_WHAT NEEDS TO BE DONE_
Count the lines in the listing below that contain the string "just", treating uppercase and lowercase as different. Give only the number.

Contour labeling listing
** Begin **
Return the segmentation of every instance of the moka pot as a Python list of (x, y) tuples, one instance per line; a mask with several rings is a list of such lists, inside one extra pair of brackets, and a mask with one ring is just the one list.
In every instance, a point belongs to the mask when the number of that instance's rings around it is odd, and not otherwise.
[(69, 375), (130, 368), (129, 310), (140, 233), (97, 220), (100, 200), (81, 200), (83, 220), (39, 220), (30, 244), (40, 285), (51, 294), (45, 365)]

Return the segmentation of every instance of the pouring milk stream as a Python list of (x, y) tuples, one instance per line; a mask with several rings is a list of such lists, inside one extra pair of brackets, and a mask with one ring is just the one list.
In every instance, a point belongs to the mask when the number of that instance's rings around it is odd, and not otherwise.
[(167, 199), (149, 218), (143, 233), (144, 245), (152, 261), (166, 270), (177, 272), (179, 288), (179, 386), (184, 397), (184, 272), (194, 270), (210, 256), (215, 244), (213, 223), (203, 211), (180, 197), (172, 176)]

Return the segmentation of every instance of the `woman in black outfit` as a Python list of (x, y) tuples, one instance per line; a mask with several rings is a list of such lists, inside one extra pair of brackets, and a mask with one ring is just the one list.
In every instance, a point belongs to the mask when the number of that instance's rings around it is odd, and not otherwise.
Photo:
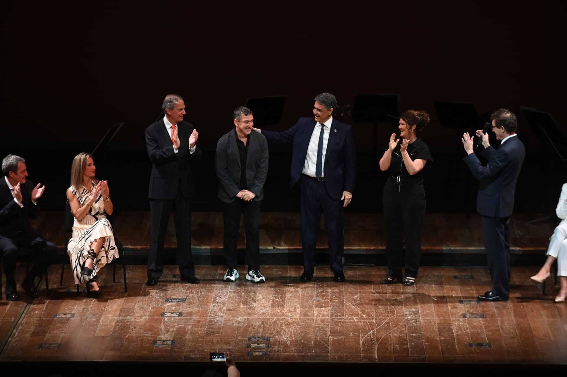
** End **
_COMPLETE RESPONSE_
3